··· 提示された文章 ···
2023年2月20日月曜日

臓器斡旋事件の背景には深刻なドナー不足 国の予算は

  いま移植関係では海外での臓器斡旋が事件になって、日本移植学会などの関係学会は臓器売買をやめるよう声明を出し、政府に働きかけています。厚労大臣も動きました。今日にニュースでは国会が動き出して法改正という言葉も出てきています。でもこれはこれとして重要で対応しないといけないとは言え、根本は臓器提供が少ない、深刻なドナー―不足があることに、メデイアも学会関係者も社会に訴えることを忘れているとしか思えません。関係学会が中心となってドナー不足解消に国は真剣に対応すべきであることを社会に働きかけるいいタイミングと思います。死の定義や臓器移植法の更なる改定(臓器斡旋関係以外)といった社会的混乱を生じる手法ではなく、国の予算が足らない、という単純かつ明快なキーワードを軸にし、提供側も交えて医学会がまとまって動く、そのきっかけを作って欲しいしと思います。
··· データセット ···
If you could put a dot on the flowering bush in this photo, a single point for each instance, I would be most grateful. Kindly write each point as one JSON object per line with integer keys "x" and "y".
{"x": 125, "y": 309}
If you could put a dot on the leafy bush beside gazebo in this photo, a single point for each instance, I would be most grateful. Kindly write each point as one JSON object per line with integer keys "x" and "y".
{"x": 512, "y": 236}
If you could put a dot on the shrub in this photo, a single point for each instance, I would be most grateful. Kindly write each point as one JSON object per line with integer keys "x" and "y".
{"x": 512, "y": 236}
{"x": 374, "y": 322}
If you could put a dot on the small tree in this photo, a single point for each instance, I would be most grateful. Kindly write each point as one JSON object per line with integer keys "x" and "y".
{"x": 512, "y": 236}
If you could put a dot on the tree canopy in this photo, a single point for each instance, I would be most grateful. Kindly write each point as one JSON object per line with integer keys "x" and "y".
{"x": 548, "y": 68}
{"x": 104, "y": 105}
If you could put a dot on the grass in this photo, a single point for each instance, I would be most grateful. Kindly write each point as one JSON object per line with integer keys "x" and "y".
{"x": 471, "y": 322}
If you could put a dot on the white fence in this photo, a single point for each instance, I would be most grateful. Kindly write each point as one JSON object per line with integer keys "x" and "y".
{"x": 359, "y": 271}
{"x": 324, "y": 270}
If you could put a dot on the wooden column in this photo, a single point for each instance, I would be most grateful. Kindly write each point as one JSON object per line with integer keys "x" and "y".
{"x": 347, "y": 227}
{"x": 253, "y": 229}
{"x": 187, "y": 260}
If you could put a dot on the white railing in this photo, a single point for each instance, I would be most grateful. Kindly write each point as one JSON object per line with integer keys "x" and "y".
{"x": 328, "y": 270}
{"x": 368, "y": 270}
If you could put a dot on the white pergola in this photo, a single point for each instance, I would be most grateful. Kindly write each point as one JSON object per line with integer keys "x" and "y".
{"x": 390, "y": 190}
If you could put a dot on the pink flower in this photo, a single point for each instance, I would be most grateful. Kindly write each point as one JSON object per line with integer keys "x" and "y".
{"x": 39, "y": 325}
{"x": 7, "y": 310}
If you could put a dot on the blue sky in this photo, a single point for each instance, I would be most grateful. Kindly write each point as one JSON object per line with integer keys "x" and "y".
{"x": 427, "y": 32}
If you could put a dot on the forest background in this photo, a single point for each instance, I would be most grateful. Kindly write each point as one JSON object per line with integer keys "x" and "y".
···
··· データセット ···
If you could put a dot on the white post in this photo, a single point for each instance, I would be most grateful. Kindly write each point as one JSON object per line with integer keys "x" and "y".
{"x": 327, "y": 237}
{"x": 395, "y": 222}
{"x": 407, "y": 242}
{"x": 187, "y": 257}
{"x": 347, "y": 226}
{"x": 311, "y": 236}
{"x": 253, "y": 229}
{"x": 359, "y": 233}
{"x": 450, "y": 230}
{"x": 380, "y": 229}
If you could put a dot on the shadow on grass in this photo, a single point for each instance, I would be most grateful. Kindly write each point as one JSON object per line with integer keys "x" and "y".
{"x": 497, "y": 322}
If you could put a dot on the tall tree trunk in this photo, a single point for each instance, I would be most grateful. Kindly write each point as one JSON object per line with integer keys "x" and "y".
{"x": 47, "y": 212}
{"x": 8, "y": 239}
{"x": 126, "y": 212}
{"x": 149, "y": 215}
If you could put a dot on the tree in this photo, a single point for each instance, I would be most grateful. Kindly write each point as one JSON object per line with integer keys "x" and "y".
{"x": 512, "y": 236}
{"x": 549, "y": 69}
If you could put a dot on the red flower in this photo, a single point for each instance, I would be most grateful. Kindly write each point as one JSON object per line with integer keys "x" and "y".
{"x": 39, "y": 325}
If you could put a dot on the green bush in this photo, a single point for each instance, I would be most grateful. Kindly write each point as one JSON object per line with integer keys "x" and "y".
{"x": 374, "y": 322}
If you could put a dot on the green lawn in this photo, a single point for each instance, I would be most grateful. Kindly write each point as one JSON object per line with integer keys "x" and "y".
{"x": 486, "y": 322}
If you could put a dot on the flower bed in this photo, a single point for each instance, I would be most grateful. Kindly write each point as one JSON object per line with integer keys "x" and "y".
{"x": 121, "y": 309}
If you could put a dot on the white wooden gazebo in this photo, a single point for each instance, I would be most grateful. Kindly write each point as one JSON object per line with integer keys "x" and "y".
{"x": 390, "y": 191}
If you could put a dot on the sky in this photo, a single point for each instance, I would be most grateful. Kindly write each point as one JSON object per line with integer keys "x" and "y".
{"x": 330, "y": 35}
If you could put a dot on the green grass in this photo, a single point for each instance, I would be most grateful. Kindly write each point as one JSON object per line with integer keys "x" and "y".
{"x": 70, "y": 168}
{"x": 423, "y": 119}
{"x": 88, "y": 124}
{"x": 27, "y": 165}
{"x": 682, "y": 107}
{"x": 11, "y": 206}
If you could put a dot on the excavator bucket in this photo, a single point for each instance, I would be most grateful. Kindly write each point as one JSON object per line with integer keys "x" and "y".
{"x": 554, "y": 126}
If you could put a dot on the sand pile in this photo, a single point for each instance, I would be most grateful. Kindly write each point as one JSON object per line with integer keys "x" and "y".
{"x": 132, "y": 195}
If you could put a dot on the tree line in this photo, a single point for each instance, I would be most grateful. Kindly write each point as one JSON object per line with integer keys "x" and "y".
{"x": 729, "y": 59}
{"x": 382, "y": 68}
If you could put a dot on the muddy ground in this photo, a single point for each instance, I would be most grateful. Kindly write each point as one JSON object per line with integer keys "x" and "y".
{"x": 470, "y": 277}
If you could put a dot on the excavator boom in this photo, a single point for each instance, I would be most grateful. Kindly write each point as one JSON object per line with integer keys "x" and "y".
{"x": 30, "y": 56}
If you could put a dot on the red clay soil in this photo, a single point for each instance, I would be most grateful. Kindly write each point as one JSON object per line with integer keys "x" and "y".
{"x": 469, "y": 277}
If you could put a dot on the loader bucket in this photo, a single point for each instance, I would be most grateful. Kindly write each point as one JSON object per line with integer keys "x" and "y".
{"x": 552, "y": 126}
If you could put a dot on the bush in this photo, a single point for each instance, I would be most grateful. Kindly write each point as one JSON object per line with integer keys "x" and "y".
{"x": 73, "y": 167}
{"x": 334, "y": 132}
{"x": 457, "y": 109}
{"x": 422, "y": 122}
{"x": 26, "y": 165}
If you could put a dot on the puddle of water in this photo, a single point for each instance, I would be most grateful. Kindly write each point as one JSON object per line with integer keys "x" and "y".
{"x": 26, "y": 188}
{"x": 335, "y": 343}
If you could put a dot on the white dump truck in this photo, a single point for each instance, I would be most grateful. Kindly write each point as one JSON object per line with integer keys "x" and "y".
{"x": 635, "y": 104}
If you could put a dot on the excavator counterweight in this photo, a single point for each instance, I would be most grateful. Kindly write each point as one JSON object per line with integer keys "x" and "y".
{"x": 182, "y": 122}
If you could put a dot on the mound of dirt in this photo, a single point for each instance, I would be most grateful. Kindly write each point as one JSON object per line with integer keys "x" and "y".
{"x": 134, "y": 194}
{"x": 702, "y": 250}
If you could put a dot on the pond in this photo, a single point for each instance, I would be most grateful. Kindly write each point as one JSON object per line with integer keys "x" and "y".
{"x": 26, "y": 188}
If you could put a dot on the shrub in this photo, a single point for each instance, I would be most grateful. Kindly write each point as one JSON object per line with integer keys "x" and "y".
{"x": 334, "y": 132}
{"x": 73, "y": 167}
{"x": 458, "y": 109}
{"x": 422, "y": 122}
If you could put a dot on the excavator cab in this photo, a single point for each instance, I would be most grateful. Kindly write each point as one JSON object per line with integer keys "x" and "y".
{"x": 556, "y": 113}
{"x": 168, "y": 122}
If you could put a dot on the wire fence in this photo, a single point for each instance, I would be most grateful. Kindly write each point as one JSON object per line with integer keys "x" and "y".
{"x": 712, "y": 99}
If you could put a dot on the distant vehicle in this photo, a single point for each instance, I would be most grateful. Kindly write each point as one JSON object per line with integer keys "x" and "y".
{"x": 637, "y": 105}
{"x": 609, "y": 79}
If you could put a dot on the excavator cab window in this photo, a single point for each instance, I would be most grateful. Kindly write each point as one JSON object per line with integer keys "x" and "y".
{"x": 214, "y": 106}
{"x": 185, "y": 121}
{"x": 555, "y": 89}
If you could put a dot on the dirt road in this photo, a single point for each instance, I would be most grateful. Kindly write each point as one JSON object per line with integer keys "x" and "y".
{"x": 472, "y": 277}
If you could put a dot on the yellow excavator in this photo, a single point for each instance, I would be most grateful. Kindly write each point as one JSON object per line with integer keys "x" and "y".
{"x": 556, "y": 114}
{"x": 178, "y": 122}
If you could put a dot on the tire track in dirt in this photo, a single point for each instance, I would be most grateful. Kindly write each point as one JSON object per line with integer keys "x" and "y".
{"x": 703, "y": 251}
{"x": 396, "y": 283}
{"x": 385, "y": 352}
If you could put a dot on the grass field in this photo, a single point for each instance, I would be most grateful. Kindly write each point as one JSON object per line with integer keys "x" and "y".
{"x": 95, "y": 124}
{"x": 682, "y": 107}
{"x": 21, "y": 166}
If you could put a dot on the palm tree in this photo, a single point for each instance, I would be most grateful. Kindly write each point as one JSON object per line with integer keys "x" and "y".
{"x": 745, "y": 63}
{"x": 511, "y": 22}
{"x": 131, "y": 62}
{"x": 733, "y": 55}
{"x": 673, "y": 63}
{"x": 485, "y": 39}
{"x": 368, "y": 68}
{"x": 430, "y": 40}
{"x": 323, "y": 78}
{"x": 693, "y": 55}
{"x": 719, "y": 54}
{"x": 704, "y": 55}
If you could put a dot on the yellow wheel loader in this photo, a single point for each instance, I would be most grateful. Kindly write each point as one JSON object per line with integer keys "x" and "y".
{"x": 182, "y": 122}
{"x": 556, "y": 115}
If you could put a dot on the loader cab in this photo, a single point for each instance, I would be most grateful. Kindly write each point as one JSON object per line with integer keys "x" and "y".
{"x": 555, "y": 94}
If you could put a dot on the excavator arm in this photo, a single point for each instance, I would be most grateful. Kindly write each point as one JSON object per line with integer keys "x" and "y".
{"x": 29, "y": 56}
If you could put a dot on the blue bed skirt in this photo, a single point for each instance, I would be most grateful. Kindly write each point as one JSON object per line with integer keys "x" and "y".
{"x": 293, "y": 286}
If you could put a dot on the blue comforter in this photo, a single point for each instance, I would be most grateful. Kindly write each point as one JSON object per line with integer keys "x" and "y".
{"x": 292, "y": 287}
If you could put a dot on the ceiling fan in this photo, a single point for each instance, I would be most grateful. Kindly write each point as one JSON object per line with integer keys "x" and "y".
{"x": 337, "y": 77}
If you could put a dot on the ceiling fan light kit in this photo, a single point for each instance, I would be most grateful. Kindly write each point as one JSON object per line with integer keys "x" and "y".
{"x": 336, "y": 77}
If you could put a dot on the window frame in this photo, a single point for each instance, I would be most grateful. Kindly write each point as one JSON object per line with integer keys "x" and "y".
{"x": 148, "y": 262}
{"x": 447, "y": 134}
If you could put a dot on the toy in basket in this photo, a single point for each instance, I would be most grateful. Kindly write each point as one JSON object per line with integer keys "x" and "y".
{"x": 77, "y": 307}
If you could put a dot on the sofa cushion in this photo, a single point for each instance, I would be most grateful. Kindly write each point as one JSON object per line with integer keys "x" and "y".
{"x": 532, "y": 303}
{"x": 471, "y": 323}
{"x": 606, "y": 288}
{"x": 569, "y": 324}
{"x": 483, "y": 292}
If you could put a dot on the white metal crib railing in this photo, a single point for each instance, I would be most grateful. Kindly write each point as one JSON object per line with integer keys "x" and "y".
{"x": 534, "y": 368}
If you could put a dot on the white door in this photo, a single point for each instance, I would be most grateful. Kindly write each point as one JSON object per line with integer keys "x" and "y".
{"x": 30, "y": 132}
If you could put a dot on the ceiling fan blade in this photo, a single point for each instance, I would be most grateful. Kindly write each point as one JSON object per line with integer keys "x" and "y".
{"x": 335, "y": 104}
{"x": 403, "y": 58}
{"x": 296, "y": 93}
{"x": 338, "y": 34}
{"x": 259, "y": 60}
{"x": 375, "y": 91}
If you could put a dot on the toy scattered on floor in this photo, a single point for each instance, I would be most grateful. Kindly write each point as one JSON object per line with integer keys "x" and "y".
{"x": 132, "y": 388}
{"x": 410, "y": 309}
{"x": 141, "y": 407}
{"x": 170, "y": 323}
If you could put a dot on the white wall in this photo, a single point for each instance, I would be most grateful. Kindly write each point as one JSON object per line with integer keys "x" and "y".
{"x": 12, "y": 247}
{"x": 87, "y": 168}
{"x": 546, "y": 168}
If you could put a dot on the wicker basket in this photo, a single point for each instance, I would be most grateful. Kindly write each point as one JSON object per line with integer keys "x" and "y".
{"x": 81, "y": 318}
···
··· データセット ···
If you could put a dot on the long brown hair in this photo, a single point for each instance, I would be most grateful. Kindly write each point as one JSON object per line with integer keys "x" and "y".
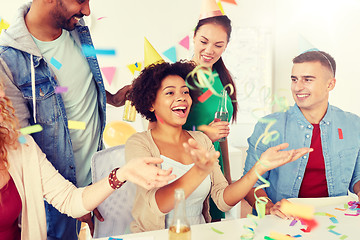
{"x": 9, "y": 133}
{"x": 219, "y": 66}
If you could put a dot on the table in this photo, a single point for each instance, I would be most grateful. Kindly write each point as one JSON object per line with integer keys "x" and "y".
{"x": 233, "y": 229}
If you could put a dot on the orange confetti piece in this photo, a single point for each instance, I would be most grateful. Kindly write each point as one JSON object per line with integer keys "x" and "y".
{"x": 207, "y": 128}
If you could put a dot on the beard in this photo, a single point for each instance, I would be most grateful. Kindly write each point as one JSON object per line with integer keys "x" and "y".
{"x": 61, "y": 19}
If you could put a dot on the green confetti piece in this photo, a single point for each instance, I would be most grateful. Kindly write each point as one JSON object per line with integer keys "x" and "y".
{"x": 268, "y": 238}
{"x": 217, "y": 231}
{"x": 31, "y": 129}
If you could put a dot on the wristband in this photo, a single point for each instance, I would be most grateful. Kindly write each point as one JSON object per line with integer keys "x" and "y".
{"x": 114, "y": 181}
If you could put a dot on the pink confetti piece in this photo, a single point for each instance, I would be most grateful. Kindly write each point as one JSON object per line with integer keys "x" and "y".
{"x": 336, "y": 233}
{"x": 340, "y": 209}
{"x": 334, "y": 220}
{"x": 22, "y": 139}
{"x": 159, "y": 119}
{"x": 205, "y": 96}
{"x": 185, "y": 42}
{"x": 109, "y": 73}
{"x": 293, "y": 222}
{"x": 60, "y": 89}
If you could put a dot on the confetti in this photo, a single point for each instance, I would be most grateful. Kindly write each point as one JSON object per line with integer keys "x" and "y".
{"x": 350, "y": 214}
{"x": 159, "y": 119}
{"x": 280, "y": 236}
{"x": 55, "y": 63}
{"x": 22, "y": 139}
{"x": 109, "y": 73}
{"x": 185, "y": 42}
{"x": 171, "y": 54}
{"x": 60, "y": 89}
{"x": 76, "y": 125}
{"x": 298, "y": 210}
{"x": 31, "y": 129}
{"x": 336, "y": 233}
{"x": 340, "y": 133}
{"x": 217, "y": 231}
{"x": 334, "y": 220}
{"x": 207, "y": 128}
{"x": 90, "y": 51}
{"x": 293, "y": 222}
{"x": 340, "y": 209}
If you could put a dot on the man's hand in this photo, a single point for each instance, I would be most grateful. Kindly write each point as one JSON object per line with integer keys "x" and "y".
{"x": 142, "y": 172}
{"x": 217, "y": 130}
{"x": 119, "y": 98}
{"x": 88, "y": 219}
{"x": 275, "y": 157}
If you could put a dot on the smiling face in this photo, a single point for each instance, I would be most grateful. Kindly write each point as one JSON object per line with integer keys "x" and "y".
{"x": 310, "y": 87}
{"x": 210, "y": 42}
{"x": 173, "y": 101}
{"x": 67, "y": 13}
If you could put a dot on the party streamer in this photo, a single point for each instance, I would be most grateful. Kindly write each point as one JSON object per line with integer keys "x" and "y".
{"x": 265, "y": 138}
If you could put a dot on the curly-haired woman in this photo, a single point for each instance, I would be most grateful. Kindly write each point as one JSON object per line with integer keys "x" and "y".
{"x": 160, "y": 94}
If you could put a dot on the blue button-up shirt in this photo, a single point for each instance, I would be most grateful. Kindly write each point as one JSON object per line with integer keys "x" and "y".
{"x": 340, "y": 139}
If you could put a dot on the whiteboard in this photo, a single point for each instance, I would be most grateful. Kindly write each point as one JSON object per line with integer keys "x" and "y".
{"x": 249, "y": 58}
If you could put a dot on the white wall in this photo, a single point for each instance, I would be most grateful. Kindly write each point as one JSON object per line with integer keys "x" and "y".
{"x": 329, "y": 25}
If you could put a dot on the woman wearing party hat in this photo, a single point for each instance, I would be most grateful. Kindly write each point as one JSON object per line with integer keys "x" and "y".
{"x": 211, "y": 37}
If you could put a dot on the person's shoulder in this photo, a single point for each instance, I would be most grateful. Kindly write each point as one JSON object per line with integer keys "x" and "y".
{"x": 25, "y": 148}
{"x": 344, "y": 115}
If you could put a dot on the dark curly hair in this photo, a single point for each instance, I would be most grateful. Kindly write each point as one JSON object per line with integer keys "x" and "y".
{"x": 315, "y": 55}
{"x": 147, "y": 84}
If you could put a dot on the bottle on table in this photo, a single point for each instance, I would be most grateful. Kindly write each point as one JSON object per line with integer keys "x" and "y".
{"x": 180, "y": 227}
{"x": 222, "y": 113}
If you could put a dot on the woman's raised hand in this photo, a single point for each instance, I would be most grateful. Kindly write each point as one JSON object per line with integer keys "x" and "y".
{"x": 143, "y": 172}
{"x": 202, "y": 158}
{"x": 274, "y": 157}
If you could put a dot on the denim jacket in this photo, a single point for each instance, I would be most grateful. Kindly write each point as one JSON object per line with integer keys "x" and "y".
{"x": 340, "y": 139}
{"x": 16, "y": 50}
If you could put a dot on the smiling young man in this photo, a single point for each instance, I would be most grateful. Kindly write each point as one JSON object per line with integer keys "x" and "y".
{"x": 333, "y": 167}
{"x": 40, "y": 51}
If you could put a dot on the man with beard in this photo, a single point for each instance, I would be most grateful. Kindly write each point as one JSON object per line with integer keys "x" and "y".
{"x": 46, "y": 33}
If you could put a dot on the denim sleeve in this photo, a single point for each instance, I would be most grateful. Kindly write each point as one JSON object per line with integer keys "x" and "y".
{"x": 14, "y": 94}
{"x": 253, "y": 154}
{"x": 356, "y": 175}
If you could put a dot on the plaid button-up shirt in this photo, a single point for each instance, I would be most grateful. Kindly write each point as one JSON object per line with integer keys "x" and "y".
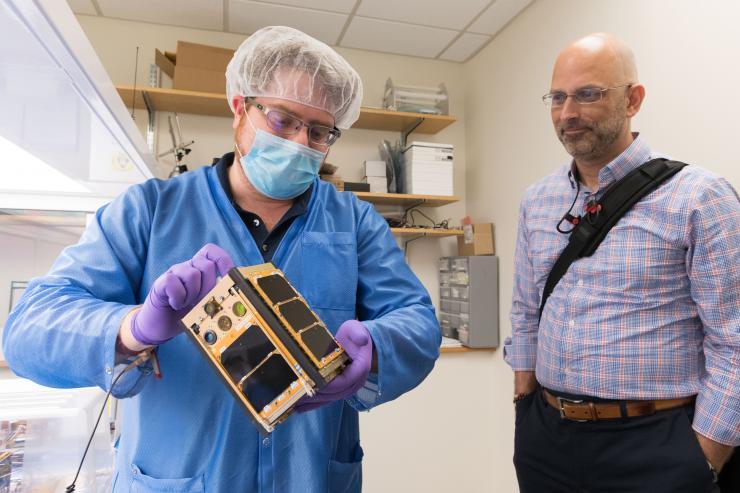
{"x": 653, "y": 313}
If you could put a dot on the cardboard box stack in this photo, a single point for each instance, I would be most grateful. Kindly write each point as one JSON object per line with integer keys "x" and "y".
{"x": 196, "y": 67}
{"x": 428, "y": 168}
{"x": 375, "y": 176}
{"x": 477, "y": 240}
···
■ **必要な作業**
(a) ドナー不足に関する文章において、筆者が死の定義や臓器移植法の更なる改定ではなく「国の予算が足らない」というキーワードを軸にすべきだと考える理由を、1〜3文で説明してください。
(b) ドナー不足に関する文章で、海外での臓器斡旋事件を受けて動いたと書かれている主体をすべて挙げてください。
(c) ドナー不足に関する文章によると、日本移植学会などの関係学会は声明で何をやめるよう求めましたか。
なお、データは本作業とは関係ありません。

■ **解答一覧**
(a) 筆者は、死の定義や臓器移植法の更なる改定(臓器斡旋関係以外)といった手法は社会的混乱を生じるものだと述べています。そのため、国の予算が足らないという単純かつ明快なキーワードを軸にして、提供側も交えて医学会がまとまって動くべきだとしています。

(b) 日本移植学会などの関係学会、厚労大臣、国会

(c) 臓器売買です。